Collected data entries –
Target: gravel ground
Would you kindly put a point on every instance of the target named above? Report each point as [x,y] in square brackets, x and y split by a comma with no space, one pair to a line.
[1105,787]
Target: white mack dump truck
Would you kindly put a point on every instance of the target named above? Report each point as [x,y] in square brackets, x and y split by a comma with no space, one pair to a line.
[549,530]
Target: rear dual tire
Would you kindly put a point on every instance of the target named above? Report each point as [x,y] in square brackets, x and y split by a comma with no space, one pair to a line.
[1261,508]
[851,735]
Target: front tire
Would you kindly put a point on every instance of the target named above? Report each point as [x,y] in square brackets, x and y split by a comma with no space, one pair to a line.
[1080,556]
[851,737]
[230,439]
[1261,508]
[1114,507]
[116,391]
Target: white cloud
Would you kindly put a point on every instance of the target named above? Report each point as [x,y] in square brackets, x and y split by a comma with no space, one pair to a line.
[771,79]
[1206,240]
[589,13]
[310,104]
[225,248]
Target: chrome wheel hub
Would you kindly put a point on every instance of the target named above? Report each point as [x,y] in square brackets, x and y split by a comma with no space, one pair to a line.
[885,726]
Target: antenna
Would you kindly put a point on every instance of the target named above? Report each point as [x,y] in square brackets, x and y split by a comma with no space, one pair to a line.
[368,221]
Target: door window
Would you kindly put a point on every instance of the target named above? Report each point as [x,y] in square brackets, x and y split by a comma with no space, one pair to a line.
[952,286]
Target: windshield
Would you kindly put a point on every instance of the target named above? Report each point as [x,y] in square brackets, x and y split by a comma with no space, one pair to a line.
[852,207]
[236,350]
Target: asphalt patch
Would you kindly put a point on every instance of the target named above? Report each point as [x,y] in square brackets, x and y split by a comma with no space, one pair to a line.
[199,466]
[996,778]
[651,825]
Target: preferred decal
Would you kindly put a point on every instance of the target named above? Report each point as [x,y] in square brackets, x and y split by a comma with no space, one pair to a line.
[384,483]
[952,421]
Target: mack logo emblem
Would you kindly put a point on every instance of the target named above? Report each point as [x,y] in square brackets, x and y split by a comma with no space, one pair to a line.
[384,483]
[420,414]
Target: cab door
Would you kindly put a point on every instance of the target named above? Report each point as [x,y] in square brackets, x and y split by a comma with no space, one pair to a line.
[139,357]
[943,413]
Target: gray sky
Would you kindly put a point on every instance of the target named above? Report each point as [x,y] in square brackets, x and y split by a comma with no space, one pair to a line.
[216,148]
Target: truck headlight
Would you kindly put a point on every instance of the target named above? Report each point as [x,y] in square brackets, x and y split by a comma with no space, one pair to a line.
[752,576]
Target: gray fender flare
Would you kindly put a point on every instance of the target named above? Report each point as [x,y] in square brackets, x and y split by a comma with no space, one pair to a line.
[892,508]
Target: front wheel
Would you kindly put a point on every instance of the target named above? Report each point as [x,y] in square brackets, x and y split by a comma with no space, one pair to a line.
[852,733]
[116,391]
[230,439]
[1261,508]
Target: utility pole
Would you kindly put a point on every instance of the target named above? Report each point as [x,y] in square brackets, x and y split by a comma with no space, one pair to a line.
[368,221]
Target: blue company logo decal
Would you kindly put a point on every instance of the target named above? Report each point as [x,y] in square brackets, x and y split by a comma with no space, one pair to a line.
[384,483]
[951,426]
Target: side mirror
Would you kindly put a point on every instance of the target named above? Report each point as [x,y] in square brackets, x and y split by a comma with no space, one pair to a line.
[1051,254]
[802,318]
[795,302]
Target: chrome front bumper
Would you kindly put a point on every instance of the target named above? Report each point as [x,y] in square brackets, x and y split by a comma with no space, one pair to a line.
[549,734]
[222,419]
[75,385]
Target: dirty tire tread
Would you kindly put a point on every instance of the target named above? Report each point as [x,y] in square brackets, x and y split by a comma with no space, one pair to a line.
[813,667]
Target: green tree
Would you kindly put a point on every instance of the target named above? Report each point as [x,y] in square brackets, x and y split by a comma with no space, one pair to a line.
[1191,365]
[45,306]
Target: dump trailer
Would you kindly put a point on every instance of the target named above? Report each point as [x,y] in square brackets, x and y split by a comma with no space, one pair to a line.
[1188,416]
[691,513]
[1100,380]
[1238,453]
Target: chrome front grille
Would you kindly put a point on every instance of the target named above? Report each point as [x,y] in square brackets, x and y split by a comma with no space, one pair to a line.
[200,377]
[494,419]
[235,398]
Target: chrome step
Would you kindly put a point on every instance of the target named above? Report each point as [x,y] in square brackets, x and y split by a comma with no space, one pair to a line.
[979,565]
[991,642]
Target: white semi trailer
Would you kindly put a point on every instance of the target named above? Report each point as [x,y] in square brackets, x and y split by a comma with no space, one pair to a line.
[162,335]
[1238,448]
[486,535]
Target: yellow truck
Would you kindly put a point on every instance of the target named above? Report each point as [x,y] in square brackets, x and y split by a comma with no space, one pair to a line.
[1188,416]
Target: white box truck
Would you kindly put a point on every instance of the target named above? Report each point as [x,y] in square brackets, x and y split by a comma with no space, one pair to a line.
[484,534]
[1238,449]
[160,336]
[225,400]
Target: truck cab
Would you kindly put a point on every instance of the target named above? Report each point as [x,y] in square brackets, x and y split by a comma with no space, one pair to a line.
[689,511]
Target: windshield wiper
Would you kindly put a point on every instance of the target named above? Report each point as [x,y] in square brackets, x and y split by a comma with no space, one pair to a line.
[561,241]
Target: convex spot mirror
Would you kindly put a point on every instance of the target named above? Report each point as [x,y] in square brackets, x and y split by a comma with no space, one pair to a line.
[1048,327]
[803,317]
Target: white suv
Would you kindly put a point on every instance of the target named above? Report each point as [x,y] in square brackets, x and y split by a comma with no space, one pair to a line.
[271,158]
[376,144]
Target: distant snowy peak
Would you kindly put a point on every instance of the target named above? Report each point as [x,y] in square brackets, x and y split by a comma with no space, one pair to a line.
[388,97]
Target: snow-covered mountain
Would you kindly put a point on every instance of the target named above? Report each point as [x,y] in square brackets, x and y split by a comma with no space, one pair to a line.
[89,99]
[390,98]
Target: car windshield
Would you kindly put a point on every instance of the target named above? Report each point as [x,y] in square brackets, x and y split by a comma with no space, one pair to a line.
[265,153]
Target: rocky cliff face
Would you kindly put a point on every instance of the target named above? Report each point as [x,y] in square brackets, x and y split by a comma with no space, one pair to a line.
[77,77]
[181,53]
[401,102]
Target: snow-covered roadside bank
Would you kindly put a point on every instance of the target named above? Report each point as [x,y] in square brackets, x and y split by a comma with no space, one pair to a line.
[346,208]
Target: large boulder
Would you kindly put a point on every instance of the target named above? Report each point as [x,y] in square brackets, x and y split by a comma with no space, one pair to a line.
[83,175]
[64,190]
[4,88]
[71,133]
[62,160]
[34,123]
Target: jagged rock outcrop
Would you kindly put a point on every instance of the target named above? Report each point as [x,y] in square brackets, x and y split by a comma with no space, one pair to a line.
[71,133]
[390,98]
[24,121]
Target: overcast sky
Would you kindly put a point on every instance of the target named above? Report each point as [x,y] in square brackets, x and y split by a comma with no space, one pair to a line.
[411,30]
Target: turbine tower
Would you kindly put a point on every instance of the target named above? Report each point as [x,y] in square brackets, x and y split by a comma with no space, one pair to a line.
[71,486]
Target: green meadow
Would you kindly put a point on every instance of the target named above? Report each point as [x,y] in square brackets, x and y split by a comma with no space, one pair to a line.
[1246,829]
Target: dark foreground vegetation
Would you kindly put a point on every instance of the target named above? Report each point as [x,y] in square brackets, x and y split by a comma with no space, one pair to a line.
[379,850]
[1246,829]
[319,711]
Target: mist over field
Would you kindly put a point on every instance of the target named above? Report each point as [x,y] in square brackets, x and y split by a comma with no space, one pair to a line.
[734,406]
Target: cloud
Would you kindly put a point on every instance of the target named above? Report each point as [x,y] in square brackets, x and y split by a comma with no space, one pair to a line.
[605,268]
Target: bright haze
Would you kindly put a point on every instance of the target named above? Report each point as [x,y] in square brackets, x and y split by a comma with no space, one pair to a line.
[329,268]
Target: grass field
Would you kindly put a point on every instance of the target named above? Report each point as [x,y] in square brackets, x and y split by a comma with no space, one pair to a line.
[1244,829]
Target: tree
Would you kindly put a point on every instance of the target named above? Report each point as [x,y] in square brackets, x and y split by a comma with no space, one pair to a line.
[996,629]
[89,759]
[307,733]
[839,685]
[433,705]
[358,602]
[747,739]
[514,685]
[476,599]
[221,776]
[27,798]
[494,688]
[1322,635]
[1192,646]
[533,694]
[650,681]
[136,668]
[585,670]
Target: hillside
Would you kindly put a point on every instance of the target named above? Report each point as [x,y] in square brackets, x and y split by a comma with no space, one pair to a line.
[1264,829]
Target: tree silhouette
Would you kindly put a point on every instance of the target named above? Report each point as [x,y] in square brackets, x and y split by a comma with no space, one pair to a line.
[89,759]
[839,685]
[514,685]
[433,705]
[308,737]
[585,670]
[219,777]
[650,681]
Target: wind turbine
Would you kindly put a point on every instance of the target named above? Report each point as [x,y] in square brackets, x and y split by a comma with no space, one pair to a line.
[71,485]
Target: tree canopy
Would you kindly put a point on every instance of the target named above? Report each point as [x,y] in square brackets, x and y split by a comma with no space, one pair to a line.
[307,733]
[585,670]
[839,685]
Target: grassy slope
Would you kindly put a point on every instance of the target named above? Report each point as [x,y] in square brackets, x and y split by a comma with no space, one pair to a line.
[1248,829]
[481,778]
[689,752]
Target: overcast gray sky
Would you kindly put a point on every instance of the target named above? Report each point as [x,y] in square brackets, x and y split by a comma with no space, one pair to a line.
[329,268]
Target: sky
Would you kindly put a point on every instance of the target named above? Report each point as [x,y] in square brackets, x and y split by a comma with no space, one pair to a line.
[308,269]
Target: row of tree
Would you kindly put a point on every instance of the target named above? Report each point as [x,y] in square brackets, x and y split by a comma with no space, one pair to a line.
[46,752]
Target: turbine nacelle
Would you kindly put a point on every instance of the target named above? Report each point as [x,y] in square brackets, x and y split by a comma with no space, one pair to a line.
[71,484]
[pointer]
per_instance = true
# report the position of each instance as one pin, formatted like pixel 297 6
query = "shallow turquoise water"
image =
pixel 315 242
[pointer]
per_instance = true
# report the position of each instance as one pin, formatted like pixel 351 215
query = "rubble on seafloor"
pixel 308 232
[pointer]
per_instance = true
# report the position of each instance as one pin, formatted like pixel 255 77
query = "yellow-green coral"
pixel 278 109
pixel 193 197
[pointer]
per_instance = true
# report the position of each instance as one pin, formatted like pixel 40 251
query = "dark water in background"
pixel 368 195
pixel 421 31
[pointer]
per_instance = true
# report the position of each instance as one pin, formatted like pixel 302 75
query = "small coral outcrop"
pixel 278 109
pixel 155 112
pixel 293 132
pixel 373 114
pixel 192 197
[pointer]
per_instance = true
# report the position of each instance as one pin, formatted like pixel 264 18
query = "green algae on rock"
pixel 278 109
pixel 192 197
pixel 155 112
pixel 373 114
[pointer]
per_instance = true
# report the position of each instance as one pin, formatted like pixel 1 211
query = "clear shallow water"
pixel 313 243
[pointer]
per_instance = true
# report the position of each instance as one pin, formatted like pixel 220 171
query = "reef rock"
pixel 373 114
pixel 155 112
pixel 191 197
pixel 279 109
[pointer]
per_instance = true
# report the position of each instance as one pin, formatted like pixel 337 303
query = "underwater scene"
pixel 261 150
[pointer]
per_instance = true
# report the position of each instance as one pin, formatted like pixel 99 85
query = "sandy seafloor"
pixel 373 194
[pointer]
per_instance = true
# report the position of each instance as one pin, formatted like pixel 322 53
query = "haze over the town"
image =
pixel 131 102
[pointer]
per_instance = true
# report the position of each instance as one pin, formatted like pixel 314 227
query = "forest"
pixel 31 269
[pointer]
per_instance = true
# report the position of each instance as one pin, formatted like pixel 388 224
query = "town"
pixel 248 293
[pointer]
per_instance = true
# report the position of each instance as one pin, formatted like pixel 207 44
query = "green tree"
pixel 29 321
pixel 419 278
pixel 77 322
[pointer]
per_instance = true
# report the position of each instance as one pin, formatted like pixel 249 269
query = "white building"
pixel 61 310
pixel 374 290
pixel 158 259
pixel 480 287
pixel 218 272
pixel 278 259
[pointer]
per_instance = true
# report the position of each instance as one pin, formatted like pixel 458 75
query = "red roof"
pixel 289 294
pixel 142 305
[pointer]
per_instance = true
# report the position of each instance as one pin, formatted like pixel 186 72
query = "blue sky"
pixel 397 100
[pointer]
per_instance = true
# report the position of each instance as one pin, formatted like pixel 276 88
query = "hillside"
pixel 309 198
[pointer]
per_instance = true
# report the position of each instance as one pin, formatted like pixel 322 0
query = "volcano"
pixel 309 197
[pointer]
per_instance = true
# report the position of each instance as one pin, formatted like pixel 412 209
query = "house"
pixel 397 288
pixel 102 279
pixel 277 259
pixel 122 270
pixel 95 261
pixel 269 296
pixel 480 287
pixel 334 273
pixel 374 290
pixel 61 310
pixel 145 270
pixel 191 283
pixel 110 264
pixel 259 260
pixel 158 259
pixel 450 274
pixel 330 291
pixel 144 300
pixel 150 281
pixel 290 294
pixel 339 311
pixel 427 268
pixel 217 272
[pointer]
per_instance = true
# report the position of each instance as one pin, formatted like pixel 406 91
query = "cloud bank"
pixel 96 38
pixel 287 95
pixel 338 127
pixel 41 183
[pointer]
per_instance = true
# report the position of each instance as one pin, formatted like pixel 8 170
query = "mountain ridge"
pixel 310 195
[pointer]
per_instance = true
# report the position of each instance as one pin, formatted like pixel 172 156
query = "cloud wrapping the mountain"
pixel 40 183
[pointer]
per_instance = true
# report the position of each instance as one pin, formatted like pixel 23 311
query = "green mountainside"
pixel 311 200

PROBLEM STATEMENT – Identify every line of the rows above that contains the word "bank", and copy each such line in full.

RESPONSE BELOW –
Target: snow-covered roadside bank
query = "cloud bank"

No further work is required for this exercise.